TASK GOAL -
With both ends included, repeat exactly the lines of the entries below from the one containing "Every instance of the rippled" down to the one containing "Every instance of the shrub", and no others.

Saved entries
[Start of section]
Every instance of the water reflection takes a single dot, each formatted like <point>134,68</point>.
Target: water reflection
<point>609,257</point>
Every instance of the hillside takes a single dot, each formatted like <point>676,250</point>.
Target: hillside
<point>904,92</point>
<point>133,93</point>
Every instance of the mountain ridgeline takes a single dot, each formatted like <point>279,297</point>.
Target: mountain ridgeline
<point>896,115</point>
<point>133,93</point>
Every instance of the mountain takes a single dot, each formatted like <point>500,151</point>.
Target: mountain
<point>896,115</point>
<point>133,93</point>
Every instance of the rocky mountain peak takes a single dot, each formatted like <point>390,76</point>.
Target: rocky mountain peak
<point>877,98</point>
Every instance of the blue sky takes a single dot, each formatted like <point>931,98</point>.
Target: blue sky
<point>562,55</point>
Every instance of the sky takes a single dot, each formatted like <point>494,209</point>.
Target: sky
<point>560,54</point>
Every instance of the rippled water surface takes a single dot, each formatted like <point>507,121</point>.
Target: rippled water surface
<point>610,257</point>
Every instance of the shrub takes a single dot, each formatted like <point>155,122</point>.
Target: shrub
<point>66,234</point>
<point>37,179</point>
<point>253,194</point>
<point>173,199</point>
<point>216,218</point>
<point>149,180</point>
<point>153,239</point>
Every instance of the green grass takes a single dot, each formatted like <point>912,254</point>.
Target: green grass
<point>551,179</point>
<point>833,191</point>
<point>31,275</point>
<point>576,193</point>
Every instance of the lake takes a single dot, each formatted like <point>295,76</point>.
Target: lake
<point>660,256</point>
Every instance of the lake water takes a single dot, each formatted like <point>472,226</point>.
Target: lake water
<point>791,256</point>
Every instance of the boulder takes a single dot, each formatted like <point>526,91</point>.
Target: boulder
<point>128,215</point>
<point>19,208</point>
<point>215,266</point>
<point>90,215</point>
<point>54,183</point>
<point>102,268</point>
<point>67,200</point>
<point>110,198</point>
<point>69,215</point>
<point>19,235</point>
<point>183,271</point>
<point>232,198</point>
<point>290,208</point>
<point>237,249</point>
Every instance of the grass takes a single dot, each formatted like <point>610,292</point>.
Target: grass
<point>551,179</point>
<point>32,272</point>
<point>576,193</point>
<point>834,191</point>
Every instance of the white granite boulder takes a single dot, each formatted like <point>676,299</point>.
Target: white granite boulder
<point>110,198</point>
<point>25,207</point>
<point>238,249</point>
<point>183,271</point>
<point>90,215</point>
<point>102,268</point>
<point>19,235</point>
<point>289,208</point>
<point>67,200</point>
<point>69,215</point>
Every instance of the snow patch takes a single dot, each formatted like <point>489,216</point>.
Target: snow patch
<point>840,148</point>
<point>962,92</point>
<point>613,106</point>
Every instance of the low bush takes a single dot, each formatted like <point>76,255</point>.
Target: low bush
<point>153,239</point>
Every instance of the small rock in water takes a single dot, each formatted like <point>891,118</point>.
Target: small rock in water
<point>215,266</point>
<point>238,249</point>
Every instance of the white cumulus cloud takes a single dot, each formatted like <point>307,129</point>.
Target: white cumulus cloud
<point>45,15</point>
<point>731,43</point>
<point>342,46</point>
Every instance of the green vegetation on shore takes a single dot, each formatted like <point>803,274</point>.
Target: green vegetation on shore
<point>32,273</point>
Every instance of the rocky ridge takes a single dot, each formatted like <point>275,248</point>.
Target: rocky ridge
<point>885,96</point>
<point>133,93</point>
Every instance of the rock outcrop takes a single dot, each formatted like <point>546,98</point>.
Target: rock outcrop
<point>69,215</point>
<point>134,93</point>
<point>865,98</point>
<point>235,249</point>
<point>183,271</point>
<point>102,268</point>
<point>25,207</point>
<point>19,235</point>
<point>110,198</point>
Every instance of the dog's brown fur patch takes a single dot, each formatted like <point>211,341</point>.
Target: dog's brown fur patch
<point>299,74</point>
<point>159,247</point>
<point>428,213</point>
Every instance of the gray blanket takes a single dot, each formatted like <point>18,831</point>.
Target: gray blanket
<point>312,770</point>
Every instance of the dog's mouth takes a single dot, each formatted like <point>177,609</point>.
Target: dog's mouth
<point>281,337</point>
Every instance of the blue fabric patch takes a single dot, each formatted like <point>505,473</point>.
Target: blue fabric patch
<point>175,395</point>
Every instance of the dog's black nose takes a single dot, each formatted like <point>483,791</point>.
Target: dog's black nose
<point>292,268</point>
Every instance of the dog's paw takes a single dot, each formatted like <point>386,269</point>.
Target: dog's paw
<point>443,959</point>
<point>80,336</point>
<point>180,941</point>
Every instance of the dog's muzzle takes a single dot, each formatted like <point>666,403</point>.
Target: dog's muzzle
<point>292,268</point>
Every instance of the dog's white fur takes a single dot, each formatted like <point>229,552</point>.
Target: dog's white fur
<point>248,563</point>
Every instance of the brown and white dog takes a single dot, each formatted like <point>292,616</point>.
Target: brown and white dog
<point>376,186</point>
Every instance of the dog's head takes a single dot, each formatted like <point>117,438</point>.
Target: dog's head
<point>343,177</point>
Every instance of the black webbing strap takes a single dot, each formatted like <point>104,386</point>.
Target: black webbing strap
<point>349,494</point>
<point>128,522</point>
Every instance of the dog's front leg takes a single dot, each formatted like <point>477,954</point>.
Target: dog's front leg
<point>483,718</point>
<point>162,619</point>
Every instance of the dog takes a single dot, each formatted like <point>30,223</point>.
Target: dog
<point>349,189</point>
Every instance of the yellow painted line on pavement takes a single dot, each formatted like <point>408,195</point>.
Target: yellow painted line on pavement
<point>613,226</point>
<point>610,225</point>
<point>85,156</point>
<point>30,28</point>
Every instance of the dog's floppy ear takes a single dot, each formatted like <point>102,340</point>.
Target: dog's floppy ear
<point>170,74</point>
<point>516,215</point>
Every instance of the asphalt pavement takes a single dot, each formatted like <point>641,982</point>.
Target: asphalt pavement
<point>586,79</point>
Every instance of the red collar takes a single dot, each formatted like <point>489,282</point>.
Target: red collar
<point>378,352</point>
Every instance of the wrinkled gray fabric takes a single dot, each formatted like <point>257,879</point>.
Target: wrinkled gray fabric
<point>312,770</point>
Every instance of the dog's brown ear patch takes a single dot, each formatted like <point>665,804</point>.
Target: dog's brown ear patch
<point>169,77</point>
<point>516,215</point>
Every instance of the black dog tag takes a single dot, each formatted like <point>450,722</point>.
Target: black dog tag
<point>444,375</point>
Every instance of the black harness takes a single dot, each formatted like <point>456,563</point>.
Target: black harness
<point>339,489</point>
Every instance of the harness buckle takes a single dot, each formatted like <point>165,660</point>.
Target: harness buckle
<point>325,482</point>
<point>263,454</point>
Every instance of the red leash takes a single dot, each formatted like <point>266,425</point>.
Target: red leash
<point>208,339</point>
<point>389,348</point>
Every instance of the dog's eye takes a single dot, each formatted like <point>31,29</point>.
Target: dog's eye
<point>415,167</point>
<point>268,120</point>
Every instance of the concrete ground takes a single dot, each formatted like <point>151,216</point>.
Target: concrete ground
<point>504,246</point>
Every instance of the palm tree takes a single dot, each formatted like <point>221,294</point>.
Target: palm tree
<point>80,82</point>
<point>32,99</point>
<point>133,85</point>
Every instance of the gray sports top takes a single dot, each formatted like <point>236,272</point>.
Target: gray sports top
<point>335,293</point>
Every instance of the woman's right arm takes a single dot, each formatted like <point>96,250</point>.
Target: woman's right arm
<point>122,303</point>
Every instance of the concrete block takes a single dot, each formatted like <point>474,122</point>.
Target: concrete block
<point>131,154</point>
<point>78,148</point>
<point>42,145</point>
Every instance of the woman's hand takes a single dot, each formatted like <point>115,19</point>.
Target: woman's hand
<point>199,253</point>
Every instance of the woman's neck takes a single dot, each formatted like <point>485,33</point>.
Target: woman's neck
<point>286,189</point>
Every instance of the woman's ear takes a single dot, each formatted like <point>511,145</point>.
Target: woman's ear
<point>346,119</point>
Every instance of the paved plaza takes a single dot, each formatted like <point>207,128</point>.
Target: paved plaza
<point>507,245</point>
[End of section]
ANSWER FOR THE TASK -
Every instance of the rippled water surface takes a single dot, each formatted like <point>507,121</point>.
Target: rippled water surface
<point>610,257</point>
Every instance of the shrub takes a single dot, each formatted like <point>155,122</point>.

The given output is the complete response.